Every record below should be retyped exactly, and no picture should appear in the copy.

*** Block opens ***

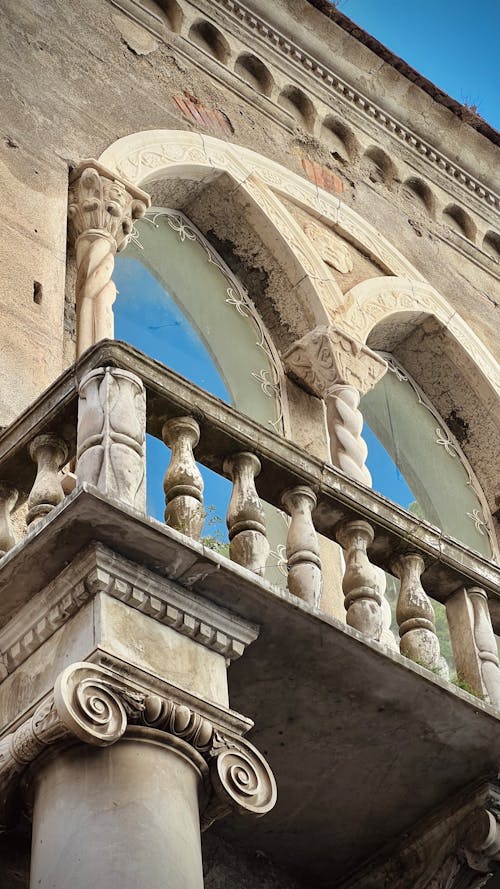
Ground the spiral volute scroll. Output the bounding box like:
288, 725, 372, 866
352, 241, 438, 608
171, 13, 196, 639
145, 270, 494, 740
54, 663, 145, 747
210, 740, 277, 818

*** Block closes ***

◆ **RESPONSE FOR THIS EXERCISE**:
Ground the spiral volute scroll. Output the bounding box like:
288, 725, 372, 866
352, 241, 438, 608
171, 13, 196, 639
145, 270, 494, 740
54, 663, 145, 747
210, 740, 277, 818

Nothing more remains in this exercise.